• **Raw data**
++++++
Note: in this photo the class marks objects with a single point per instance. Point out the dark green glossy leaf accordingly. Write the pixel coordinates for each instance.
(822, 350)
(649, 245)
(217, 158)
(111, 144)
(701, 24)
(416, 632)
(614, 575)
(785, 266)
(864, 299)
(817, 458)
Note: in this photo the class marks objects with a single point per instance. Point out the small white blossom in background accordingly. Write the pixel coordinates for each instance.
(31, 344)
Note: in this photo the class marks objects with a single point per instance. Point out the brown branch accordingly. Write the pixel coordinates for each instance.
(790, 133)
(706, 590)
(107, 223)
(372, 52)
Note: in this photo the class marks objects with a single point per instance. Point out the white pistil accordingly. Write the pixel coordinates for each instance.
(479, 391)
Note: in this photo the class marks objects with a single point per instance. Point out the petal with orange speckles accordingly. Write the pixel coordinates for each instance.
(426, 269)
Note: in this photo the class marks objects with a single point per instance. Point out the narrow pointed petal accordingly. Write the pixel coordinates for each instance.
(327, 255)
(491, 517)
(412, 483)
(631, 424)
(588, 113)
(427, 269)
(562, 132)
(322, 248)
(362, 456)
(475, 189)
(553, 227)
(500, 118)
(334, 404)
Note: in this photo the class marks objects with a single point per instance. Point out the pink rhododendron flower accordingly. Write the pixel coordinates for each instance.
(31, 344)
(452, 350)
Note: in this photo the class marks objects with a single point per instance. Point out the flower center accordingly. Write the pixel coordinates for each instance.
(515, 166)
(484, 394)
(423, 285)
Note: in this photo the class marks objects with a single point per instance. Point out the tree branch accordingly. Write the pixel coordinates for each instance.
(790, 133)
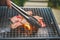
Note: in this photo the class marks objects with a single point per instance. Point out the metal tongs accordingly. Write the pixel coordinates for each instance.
(29, 18)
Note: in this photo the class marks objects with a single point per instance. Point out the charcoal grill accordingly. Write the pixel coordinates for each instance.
(50, 32)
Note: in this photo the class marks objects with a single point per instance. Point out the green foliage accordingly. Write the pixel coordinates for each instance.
(19, 2)
(54, 3)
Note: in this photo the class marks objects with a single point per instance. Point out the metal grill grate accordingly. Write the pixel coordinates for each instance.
(49, 32)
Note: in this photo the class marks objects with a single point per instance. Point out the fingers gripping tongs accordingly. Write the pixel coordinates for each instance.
(29, 18)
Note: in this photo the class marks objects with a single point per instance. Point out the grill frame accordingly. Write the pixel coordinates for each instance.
(42, 37)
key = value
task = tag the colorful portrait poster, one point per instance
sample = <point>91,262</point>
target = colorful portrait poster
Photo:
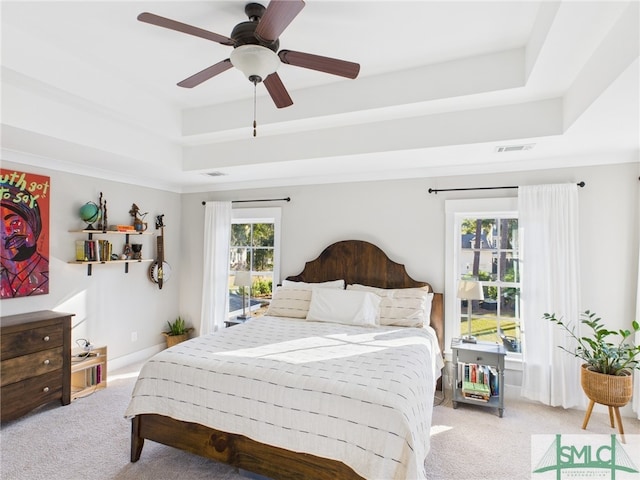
<point>24,246</point>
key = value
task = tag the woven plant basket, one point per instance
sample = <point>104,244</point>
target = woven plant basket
<point>175,339</point>
<point>610,390</point>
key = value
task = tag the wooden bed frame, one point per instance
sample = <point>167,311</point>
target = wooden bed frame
<point>354,261</point>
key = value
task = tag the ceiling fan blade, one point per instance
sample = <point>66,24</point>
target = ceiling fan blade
<point>206,74</point>
<point>277,17</point>
<point>321,64</point>
<point>183,27</point>
<point>278,92</point>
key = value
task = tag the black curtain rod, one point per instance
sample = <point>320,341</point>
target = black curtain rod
<point>287,199</point>
<point>432,190</point>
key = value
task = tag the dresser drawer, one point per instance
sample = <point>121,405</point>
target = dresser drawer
<point>32,340</point>
<point>20,398</point>
<point>19,368</point>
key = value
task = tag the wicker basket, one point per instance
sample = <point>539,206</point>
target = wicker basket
<point>610,390</point>
<point>175,339</point>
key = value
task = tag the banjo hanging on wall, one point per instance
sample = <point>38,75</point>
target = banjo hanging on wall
<point>160,271</point>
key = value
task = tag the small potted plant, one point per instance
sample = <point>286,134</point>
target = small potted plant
<point>606,373</point>
<point>178,332</point>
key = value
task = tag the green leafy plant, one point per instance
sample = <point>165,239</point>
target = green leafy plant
<point>178,327</point>
<point>597,350</point>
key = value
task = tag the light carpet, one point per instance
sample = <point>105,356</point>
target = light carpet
<point>90,439</point>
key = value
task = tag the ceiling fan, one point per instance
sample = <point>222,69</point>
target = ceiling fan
<point>255,48</point>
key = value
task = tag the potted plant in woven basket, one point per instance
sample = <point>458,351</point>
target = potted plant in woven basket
<point>606,374</point>
<point>178,332</point>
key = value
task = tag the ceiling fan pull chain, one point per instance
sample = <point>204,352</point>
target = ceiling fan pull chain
<point>255,85</point>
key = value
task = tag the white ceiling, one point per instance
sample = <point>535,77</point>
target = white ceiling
<point>89,89</point>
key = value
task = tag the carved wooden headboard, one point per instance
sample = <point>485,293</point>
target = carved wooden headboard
<point>357,261</point>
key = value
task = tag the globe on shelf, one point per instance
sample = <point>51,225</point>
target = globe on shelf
<point>90,213</point>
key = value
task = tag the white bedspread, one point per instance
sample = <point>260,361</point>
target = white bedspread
<point>359,395</point>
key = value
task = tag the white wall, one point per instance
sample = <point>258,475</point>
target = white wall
<point>109,304</point>
<point>400,216</point>
<point>407,222</point>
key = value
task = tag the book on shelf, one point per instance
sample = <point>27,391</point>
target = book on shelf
<point>93,250</point>
<point>483,376</point>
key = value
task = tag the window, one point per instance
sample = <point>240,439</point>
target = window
<point>254,248</point>
<point>484,247</point>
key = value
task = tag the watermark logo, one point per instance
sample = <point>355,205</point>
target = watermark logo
<point>576,457</point>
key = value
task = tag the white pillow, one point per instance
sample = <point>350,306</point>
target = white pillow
<point>309,286</point>
<point>405,307</point>
<point>289,302</point>
<point>344,306</point>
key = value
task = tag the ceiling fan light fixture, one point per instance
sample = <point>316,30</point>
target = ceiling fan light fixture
<point>255,61</point>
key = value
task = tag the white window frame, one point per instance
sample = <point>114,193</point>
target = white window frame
<point>263,215</point>
<point>454,209</point>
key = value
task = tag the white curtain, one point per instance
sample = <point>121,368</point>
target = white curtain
<point>215,276</point>
<point>548,221</point>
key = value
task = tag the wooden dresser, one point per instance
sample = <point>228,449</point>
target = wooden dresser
<point>35,366</point>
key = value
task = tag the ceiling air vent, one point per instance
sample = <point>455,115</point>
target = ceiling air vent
<point>514,148</point>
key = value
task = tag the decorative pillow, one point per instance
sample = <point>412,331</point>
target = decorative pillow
<point>344,306</point>
<point>289,302</point>
<point>405,307</point>
<point>309,286</point>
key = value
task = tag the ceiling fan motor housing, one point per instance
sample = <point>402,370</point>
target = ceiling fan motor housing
<point>244,32</point>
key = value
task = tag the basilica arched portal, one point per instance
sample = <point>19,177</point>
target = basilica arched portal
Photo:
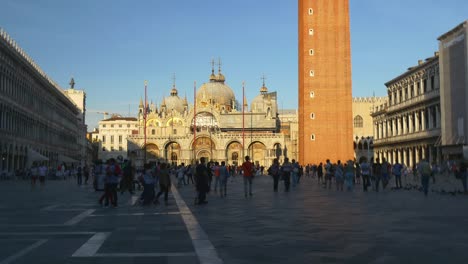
<point>257,153</point>
<point>204,147</point>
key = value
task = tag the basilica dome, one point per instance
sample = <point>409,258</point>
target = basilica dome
<point>216,92</point>
<point>261,102</point>
<point>174,102</point>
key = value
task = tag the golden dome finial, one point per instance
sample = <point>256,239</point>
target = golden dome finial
<point>264,89</point>
<point>221,77</point>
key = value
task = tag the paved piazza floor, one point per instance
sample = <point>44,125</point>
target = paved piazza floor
<point>62,223</point>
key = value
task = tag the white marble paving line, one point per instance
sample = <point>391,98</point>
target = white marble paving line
<point>135,214</point>
<point>23,252</point>
<point>205,250</point>
<point>44,233</point>
<point>91,246</point>
<point>50,207</point>
<point>133,200</point>
<point>75,220</point>
<point>133,255</point>
<point>36,225</point>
++++++
• **Task objective**
Check every line in the material above for the string "arched", then give only the number of lines that have it.

• **Answer box**
2